[PROMPT]
How many lines in the records below contain the string "phrase"? Reply with the number alone.
☆ ☆ ☆ ☆ ☆ ☆ ☆
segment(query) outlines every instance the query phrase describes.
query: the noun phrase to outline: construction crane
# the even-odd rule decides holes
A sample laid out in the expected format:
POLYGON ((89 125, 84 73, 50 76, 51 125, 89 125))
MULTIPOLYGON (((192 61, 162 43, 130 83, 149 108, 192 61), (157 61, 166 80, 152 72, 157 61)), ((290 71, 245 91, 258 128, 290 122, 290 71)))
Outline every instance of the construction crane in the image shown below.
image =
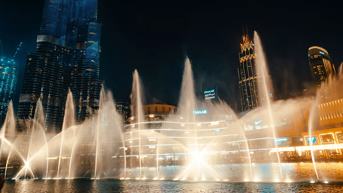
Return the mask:
POLYGON ((17 48, 17 50, 15 52, 15 54, 14 54, 14 55, 13 56, 13 57, 12 58, 12 61, 14 60, 14 57, 15 57, 15 55, 17 54, 17 53, 18 52, 18 50, 19 50, 19 48, 21 46, 21 44, 22 44, 22 42, 21 42, 20 44, 19 44, 19 47, 17 48))
POLYGON ((0 44, 1 44, 1 58, 3 58, 3 54, 2 53, 2 41, 0 40, 0 44))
☆ ☆ ☆ ☆ ☆ ☆ ☆
[RESULT BELOW]
2